By: Rear Admiral Eccles
Year of Publication: 1959
On List Since: March 19, 2004
 
Upon retirement Rear Admiral Eccles established residence in Newport, RI and became closely associated with the Naval War College.He lectured frequently and taught several elective courses.During the nearly three decades that followed his departure from active service he wrote and published three of his landmark works on logistics to include out number one pick plus these two: Military Concepts and Philosophy (1965), and Military Power in a Free Society (1979). The #1 pick is a baseline for most logistics taught among all branch services. This is a must read.
 

The Big “L”: American Logistics in World War II

By: Dr. Alan Gropman
Year of Publication: 1996
On List Since: March 19, 2004
 
Dr. Gropman, retired USAF Colonel, is a premier officer, author, and academician. His book the Big “L” provides great insight on the history, lessons learned, and considerations of our nation to mobilize and sustain resources required to execute large scale operations. This is a must read for serious logisticians.
 

The Thousand-Mile War

By: Brian Garfield
Year of Publication: 1969
On List Since: March 19, 2004
 
Since its first printing in 1969, The Thousand-Mile War has been claimed as one of the great accounts of World War II, Brian Garfield brought his skills as an author of narrative fiction to the history of the Aleutian campaign, putting together careful research and powerful storytelling to produce this compelling account of the battles of the United States and Japan on the bitter rim of the North Pacific. The narrative follows the fifteen-month course of the campaign chronologically, tracing the events that eventually combined to dash Japanese hopes of a quick victory while a surprised America was still reeling from the disaster at Pearl Harbor.
 

Moving Mountains: Lessons in Leadership and Logistics from the Gulf War

By: Lt. General William G. Pagonis, Jeffrey L. Cruikshank
Year of Publication: 1994
On List Since: March 19, 2004
 
From Desert Shield to Desert Storm to Desert Farewell, the numbers were staggering: 122 million meals served,1. 3 billion gallons of fuel pumped,12,575 aircraft processed. Here is a firsthand account of the supply effort that led to the dramatic Allied victory in the Gulf, written by the general who spearheaded the remarkable undertaking. In clear, compelling language, General Pagonis recounts the Gulf War from the first fateful telephone call, to the mobilization of 550,000 troops and the shipment of 7,000,000 tons of supplies, to the enormously complex challenge of bringing home a half-million soldiers and their equipment. Numerous leadership and logistics lessons can be gleaned from his experience. Pagonis describes his battlefield innovations, such as the log cell and Ghostbuster squad, as well as his inspirational leadership style. His highly effective management techniques apply to information flow, time management, motivation, customer service, and organizational design. Using historical examples-from Alexander the Great to Rommel to the Israeli Army-and current business practice, he makes a strong case for better leadership and better logistics, both on the military and in the private sector.

————

What the exercise asks:
Continue the military logistics reading list above, starting after its last sentence. The listing that comes next is separate material and has no connection to the reading list above.

Supplied records:
————

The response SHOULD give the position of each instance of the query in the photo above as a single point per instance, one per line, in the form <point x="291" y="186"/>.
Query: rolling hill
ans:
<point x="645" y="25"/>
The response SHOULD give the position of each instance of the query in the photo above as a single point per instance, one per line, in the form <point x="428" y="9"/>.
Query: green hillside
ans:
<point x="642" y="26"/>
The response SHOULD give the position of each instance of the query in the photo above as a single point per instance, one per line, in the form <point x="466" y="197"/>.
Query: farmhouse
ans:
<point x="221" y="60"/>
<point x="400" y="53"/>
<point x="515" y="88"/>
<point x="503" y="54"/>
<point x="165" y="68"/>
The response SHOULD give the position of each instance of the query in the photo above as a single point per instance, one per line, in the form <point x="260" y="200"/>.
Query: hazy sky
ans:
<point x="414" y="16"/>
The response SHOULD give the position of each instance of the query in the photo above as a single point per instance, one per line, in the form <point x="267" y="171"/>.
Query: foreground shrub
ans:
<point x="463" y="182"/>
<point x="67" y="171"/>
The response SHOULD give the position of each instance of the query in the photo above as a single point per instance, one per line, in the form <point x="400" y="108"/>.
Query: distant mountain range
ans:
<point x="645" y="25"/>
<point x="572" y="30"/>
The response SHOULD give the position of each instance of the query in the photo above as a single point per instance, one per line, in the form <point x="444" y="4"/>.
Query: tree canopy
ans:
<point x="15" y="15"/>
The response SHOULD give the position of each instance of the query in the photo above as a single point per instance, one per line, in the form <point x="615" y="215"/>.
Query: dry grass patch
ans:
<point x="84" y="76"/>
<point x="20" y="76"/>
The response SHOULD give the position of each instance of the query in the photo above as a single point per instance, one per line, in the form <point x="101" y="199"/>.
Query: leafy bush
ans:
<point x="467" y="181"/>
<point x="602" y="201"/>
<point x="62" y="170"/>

————

Solved exercise:
Supplying War: Logistics from Wallenstein to Patton

By: Martin Van Creveld
On List Since: March 19, 2004
 
Why did Napoleon succeed in 1805 but fail in 1812? Were the railways vital to Prussia's victory over France in 1870? Was the famous Schlieffen Plan militarily sound? Could the European half of World War II have been ended in 1944? These are only a few of the questions that form the subject-matter of this meticulously researched, lively book. Drawing on a very wide range of unpublished and previously unexploited sources, Martin van Creveld examines the 'nuts and bolts' of war: namely, those formidable problems of movement and supply, transportation and administration, so often mentioned - but rarely explored - by the vast majority of books on military history. In doing so he casts his net far and wide, from Gustavus Adolphus to Rommel, from Marlborough to Patton, subjecting the operations of each to a thorough analysis from a fresh and unusual point of view. The result is a fascinating book that has something new to say about virtually every one of the most important campaigns waged in Europe during the last two centuries.
 

The Goal: A Process of Ongoing Improvement

By: E. Goldratt and Jeff Cox
On List Since: March 19, 2004
 
In this intriguing, readable business novel, the author demonstrates business process models applicable to military and businesses alike. Thankfully the economic models are demonstrated using everyday examples that make sense.
 

Practical Software Maintenance: Best Practices for Managing Your Software Investment

By: Thomas M. Pigoski
On List Since: March 19, 2004
 
The amount of time and expense spent debugging, customizing, updating, and maintaining software far outstrips the amount spent buying it. This book provides a simple and straightforward introduction to software maintenance activities that work. It is the first book to cover software transition--the process of moving the product from developer to maintainer.
 

Life-Cycle Cost and Economic Analysis

By: Fabrycky, Wolter J., Benjamin S. Blanchard
Year of Publication: 1991
On List Since: March 19, 2004
 
Explores the fundamentals and applications of economic and cost analysis of products and systems using the life-cycle process. Following a step-by-step methodology, care is taken to emphasize the links between economic competitiveness and analysis.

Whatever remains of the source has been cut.